WORK INSTRUCTIONS
How many lines of the records below contain the string "uniform", with case counting? Reply with the number alone.

***

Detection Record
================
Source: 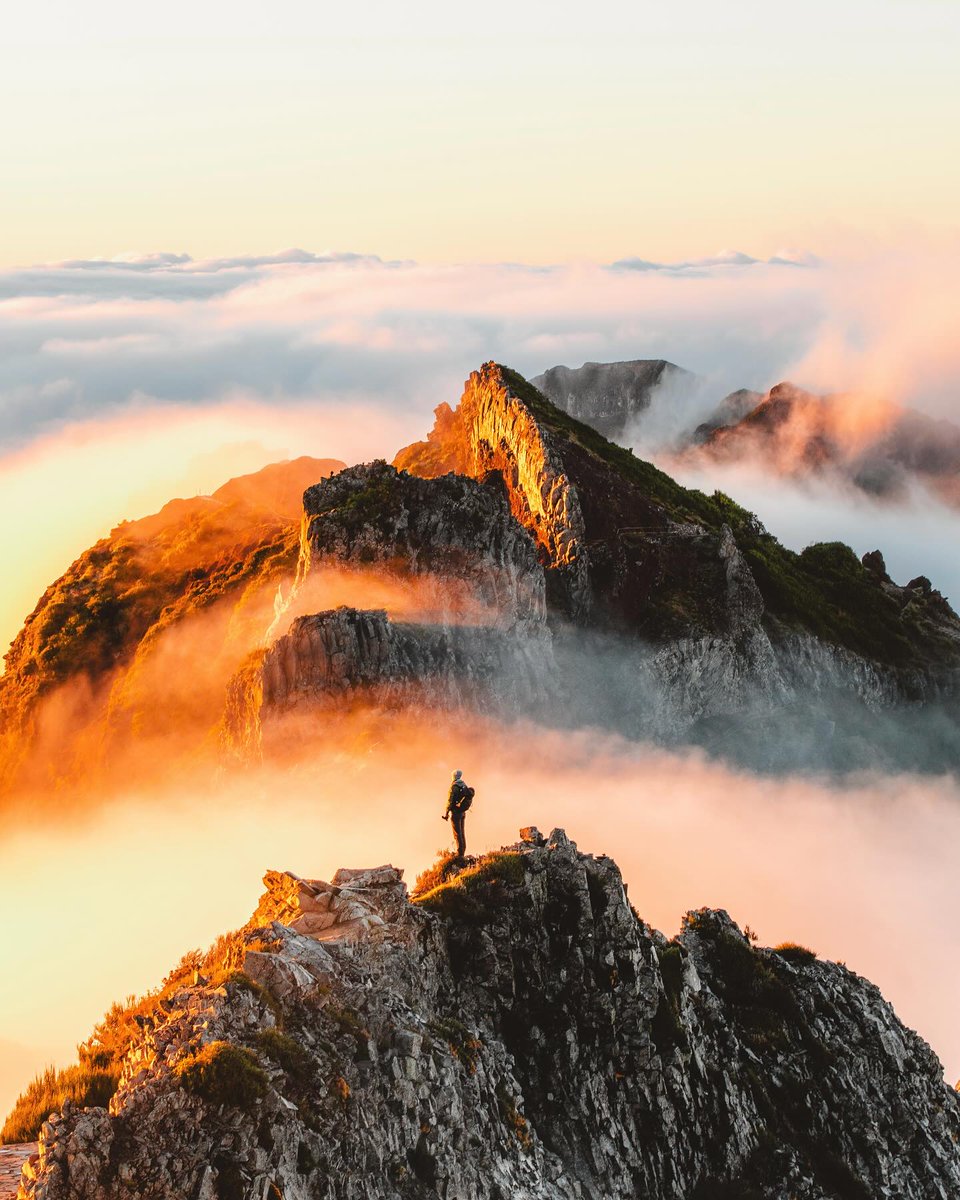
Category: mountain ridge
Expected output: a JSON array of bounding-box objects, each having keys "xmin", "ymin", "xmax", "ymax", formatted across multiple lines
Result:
[{"xmin": 9, "ymin": 827, "xmax": 960, "ymax": 1200}]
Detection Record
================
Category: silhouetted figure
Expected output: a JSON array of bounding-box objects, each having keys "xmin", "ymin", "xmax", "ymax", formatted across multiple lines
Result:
[{"xmin": 443, "ymin": 770, "xmax": 473, "ymax": 858}]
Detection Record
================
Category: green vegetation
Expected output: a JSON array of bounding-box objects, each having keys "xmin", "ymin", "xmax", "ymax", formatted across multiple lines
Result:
[
  {"xmin": 773, "ymin": 942, "xmax": 817, "ymax": 967},
  {"xmin": 176, "ymin": 1042, "xmax": 268, "ymax": 1112},
  {"xmin": 650, "ymin": 942, "xmax": 688, "ymax": 1057},
  {"xmin": 223, "ymin": 971, "xmax": 283, "ymax": 1024},
  {"xmin": 0, "ymin": 1063, "xmax": 120, "ymax": 1145},
  {"xmin": 410, "ymin": 850, "xmax": 463, "ymax": 899},
  {"xmin": 688, "ymin": 911, "xmax": 800, "ymax": 1040},
  {"xmin": 500, "ymin": 366, "xmax": 948, "ymax": 666},
  {"xmin": 413, "ymin": 851, "xmax": 526, "ymax": 924},
  {"xmin": 427, "ymin": 1016, "xmax": 484, "ymax": 1075},
  {"xmin": 257, "ymin": 1030, "xmax": 311, "ymax": 1080}
]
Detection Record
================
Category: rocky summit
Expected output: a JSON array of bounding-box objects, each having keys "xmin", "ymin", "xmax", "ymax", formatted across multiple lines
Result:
[
  {"xmin": 13, "ymin": 828, "xmax": 960, "ymax": 1200},
  {"xmin": 0, "ymin": 362, "xmax": 960, "ymax": 804}
]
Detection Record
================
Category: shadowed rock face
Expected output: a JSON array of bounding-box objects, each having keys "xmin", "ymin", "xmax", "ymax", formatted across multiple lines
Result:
[
  {"xmin": 530, "ymin": 359, "xmax": 694, "ymax": 444},
  {"xmin": 298, "ymin": 462, "xmax": 546, "ymax": 626},
  {"xmin": 223, "ymin": 607, "xmax": 557, "ymax": 758},
  {"xmin": 20, "ymin": 828, "xmax": 960, "ymax": 1200},
  {"xmin": 0, "ymin": 457, "xmax": 343, "ymax": 793}
]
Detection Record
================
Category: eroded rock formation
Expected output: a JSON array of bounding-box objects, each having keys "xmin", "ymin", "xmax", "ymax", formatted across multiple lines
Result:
[{"xmin": 19, "ymin": 828, "xmax": 960, "ymax": 1200}]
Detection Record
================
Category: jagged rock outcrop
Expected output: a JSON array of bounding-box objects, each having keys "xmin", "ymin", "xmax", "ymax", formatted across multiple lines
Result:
[
  {"xmin": 396, "ymin": 364, "xmax": 960, "ymax": 736},
  {"xmin": 223, "ymin": 607, "xmax": 557, "ymax": 758},
  {"xmin": 298, "ymin": 462, "xmax": 546, "ymax": 628},
  {"xmin": 223, "ymin": 462, "xmax": 557, "ymax": 758},
  {"xmin": 0, "ymin": 457, "xmax": 343, "ymax": 796},
  {"xmin": 394, "ymin": 362, "xmax": 592, "ymax": 618},
  {"xmin": 20, "ymin": 828, "xmax": 960, "ymax": 1200},
  {"xmin": 530, "ymin": 359, "xmax": 694, "ymax": 444}
]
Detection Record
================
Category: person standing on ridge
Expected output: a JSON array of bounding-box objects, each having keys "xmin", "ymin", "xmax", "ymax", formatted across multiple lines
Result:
[{"xmin": 443, "ymin": 770, "xmax": 473, "ymax": 858}]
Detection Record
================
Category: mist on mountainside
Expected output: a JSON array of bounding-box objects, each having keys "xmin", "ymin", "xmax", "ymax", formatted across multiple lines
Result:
[{"xmin": 0, "ymin": 712, "xmax": 960, "ymax": 1108}]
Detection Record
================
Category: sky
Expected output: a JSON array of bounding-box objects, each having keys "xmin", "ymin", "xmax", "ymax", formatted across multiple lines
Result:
[
  {"xmin": 0, "ymin": 0, "xmax": 960, "ymax": 1132},
  {"xmin": 0, "ymin": 0, "xmax": 960, "ymax": 265}
]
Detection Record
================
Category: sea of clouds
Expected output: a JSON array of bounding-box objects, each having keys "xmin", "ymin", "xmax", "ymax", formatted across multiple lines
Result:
[{"xmin": 0, "ymin": 247, "xmax": 960, "ymax": 1106}]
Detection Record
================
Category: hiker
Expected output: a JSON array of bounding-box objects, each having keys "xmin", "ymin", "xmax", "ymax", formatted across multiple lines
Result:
[{"xmin": 443, "ymin": 770, "xmax": 473, "ymax": 858}]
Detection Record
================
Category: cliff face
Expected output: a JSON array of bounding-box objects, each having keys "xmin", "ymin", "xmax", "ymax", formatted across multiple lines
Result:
[
  {"xmin": 7, "ymin": 362, "xmax": 960, "ymax": 790},
  {"xmin": 396, "ymin": 364, "xmax": 960, "ymax": 740},
  {"xmin": 224, "ymin": 463, "xmax": 556, "ymax": 757},
  {"xmin": 0, "ymin": 458, "xmax": 342, "ymax": 791},
  {"xmin": 394, "ymin": 362, "xmax": 592, "ymax": 618},
  {"xmin": 20, "ymin": 829, "xmax": 960, "ymax": 1200},
  {"xmin": 530, "ymin": 359, "xmax": 694, "ymax": 444}
]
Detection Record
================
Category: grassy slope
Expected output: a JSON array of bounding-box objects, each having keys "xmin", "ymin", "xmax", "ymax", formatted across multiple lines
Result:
[{"xmin": 500, "ymin": 366, "xmax": 955, "ymax": 666}]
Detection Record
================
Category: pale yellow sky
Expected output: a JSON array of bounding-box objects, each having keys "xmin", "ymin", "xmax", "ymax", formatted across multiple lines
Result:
[{"xmin": 0, "ymin": 0, "xmax": 960, "ymax": 265}]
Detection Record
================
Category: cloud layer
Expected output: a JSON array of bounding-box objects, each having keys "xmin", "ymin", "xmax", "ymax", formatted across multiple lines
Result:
[{"xmin": 0, "ymin": 247, "xmax": 960, "ymax": 640}]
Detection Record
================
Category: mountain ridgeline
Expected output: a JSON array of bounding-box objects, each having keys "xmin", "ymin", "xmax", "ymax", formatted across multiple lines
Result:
[
  {"xmin": 0, "ymin": 362, "xmax": 960, "ymax": 791},
  {"xmin": 8, "ymin": 827, "xmax": 960, "ymax": 1200}
]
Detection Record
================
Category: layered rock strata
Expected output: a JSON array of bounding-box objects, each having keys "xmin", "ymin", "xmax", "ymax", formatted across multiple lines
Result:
[{"xmin": 20, "ymin": 828, "xmax": 960, "ymax": 1200}]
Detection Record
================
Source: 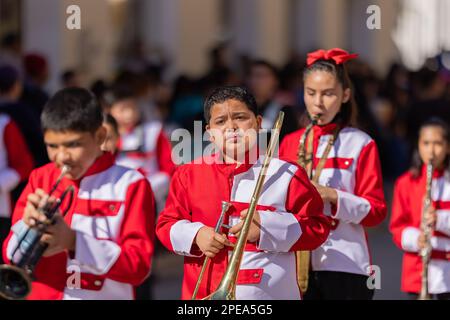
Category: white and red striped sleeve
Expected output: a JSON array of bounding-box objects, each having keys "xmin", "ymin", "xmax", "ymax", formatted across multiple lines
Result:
[
  {"xmin": 436, "ymin": 209, "xmax": 450, "ymax": 237},
  {"xmin": 156, "ymin": 166, "xmax": 204, "ymax": 256},
  {"xmin": 258, "ymin": 167, "xmax": 330, "ymax": 252},
  {"xmin": 0, "ymin": 121, "xmax": 33, "ymax": 192},
  {"xmin": 332, "ymin": 140, "xmax": 387, "ymax": 227},
  {"xmin": 74, "ymin": 178, "xmax": 155, "ymax": 286}
]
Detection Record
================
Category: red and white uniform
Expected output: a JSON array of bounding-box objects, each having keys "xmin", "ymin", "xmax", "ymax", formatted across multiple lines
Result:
[
  {"xmin": 0, "ymin": 114, "xmax": 33, "ymax": 218},
  {"xmin": 116, "ymin": 121, "xmax": 175, "ymax": 209},
  {"xmin": 156, "ymin": 155, "xmax": 329, "ymax": 300},
  {"xmin": 390, "ymin": 166, "xmax": 450, "ymax": 294},
  {"xmin": 3, "ymin": 153, "xmax": 155, "ymax": 300},
  {"xmin": 280, "ymin": 123, "xmax": 386, "ymax": 275}
]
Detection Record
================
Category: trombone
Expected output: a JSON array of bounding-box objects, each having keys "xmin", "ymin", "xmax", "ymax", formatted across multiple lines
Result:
[
  {"xmin": 0, "ymin": 166, "xmax": 74, "ymax": 300},
  {"xmin": 417, "ymin": 161, "xmax": 433, "ymax": 300},
  {"xmin": 200, "ymin": 111, "xmax": 284, "ymax": 300}
]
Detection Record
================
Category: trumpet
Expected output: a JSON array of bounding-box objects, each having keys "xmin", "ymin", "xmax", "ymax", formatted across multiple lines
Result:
[
  {"xmin": 192, "ymin": 201, "xmax": 231, "ymax": 300},
  {"xmin": 418, "ymin": 161, "xmax": 433, "ymax": 300},
  {"xmin": 204, "ymin": 111, "xmax": 284, "ymax": 300},
  {"xmin": 0, "ymin": 166, "xmax": 74, "ymax": 300},
  {"xmin": 295, "ymin": 115, "xmax": 320, "ymax": 294}
]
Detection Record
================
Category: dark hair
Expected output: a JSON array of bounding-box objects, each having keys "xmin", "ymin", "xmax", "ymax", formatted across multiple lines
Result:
[
  {"xmin": 250, "ymin": 60, "xmax": 280, "ymax": 80},
  {"xmin": 103, "ymin": 113, "xmax": 119, "ymax": 135},
  {"xmin": 108, "ymin": 81, "xmax": 136, "ymax": 106},
  {"xmin": 303, "ymin": 60, "xmax": 357, "ymax": 127},
  {"xmin": 0, "ymin": 65, "xmax": 19, "ymax": 94},
  {"xmin": 204, "ymin": 86, "xmax": 258, "ymax": 123},
  {"xmin": 41, "ymin": 88, "xmax": 103, "ymax": 133},
  {"xmin": 410, "ymin": 117, "xmax": 450, "ymax": 178},
  {"xmin": 61, "ymin": 70, "xmax": 77, "ymax": 84}
]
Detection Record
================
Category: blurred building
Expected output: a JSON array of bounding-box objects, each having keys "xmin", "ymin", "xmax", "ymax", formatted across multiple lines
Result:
[{"xmin": 0, "ymin": 0, "xmax": 450, "ymax": 89}]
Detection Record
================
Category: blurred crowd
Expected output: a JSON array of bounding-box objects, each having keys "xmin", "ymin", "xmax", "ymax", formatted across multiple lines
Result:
[{"xmin": 0, "ymin": 34, "xmax": 450, "ymax": 189}]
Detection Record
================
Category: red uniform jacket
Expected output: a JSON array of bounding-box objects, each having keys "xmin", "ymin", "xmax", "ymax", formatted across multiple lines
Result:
[
  {"xmin": 157, "ymin": 155, "xmax": 329, "ymax": 299},
  {"xmin": 0, "ymin": 114, "xmax": 33, "ymax": 218},
  {"xmin": 280, "ymin": 123, "xmax": 386, "ymax": 275},
  {"xmin": 390, "ymin": 166, "xmax": 450, "ymax": 294},
  {"xmin": 3, "ymin": 153, "xmax": 155, "ymax": 300}
]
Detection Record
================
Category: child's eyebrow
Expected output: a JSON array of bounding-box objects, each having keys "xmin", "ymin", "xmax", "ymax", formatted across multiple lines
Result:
[
  {"xmin": 233, "ymin": 111, "xmax": 248, "ymax": 116},
  {"xmin": 44, "ymin": 138, "xmax": 82, "ymax": 146}
]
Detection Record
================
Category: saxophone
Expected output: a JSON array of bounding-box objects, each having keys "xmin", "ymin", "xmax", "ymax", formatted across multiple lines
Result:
[
  {"xmin": 296, "ymin": 116, "xmax": 319, "ymax": 294},
  {"xmin": 418, "ymin": 161, "xmax": 433, "ymax": 300}
]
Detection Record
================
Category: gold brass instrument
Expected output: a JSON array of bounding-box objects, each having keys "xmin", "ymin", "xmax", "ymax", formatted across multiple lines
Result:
[
  {"xmin": 0, "ymin": 166, "xmax": 74, "ymax": 300},
  {"xmin": 192, "ymin": 201, "xmax": 231, "ymax": 300},
  {"xmin": 296, "ymin": 116, "xmax": 320, "ymax": 294},
  {"xmin": 204, "ymin": 111, "xmax": 284, "ymax": 300},
  {"xmin": 417, "ymin": 161, "xmax": 433, "ymax": 300}
]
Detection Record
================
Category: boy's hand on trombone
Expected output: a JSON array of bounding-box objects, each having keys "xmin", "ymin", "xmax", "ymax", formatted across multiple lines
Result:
[
  {"xmin": 230, "ymin": 209, "xmax": 261, "ymax": 242},
  {"xmin": 22, "ymin": 189, "xmax": 76, "ymax": 256},
  {"xmin": 195, "ymin": 226, "xmax": 234, "ymax": 258},
  {"xmin": 22, "ymin": 189, "xmax": 56, "ymax": 227}
]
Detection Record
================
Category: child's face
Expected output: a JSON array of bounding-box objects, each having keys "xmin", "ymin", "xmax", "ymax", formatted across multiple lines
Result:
[
  {"xmin": 111, "ymin": 99, "xmax": 140, "ymax": 133},
  {"xmin": 304, "ymin": 71, "xmax": 351, "ymax": 125},
  {"xmin": 44, "ymin": 126, "xmax": 106, "ymax": 180},
  {"xmin": 206, "ymin": 99, "xmax": 262, "ymax": 159},
  {"xmin": 102, "ymin": 123, "xmax": 119, "ymax": 153},
  {"xmin": 419, "ymin": 126, "xmax": 450, "ymax": 168}
]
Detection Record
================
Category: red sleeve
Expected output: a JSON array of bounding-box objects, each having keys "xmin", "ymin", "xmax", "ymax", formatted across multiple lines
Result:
[
  {"xmin": 156, "ymin": 130, "xmax": 175, "ymax": 176},
  {"xmin": 354, "ymin": 141, "xmax": 387, "ymax": 227},
  {"xmin": 2, "ymin": 171, "xmax": 36, "ymax": 263},
  {"xmin": 286, "ymin": 167, "xmax": 330, "ymax": 251},
  {"xmin": 280, "ymin": 134, "xmax": 297, "ymax": 161},
  {"xmin": 106, "ymin": 179, "xmax": 155, "ymax": 286},
  {"xmin": 389, "ymin": 178, "xmax": 412, "ymax": 249},
  {"xmin": 4, "ymin": 121, "xmax": 34, "ymax": 181},
  {"xmin": 156, "ymin": 167, "xmax": 192, "ymax": 251}
]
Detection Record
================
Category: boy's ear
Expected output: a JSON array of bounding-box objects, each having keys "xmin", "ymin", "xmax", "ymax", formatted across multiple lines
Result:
[
  {"xmin": 95, "ymin": 126, "xmax": 107, "ymax": 146},
  {"xmin": 205, "ymin": 124, "xmax": 214, "ymax": 142}
]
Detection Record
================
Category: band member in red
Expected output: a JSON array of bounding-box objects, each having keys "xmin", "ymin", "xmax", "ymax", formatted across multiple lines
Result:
[
  {"xmin": 280, "ymin": 48, "xmax": 386, "ymax": 299},
  {"xmin": 390, "ymin": 118, "xmax": 450, "ymax": 300},
  {"xmin": 3, "ymin": 88, "xmax": 155, "ymax": 300},
  {"xmin": 157, "ymin": 87, "xmax": 329, "ymax": 300}
]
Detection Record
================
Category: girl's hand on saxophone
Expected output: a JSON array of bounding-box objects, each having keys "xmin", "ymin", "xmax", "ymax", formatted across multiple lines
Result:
[
  {"xmin": 424, "ymin": 206, "xmax": 437, "ymax": 229},
  {"xmin": 311, "ymin": 181, "xmax": 338, "ymax": 204},
  {"xmin": 22, "ymin": 189, "xmax": 56, "ymax": 227},
  {"xmin": 230, "ymin": 209, "xmax": 261, "ymax": 242},
  {"xmin": 195, "ymin": 226, "xmax": 234, "ymax": 258}
]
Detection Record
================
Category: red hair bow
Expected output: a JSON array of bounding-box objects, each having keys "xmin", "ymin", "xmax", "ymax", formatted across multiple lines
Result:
[{"xmin": 306, "ymin": 48, "xmax": 358, "ymax": 67}]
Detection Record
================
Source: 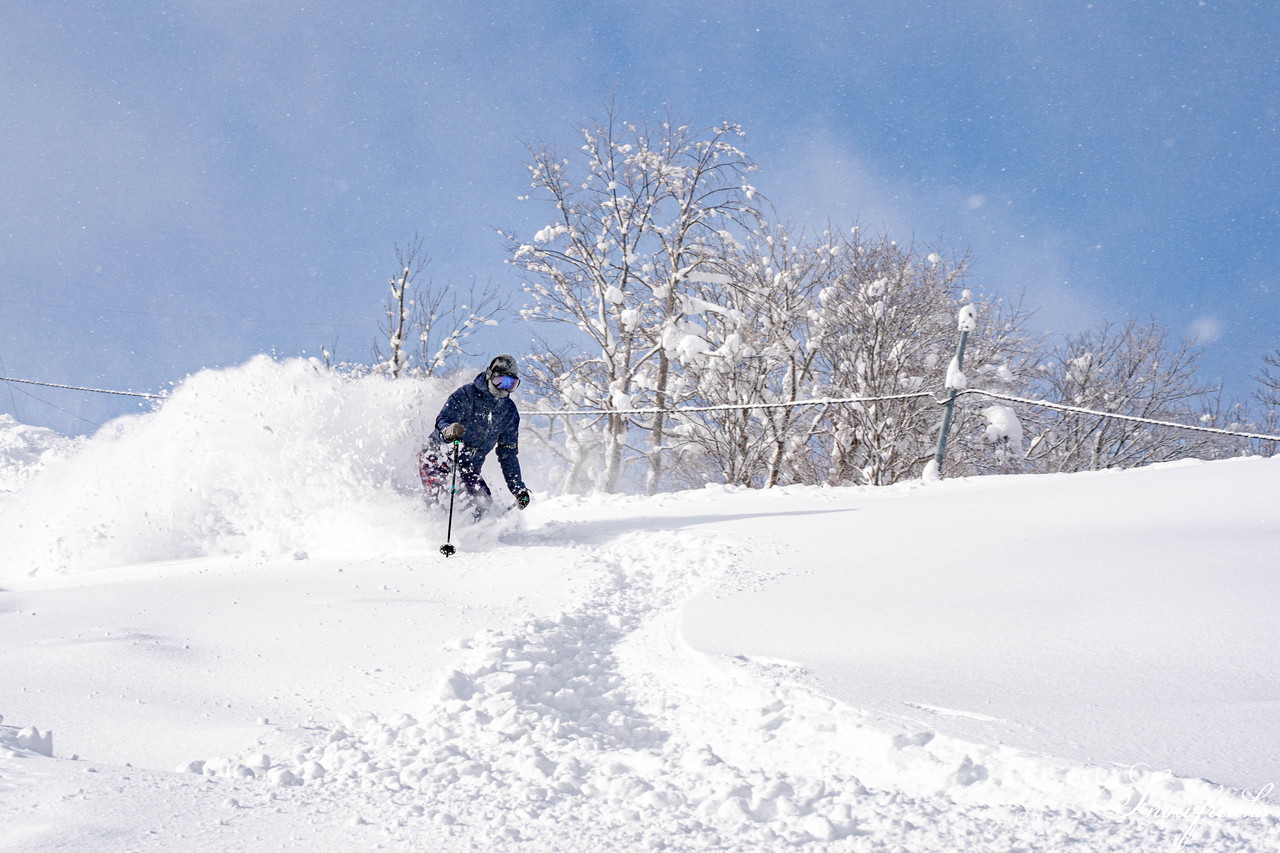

***

ANSWER BELOW
2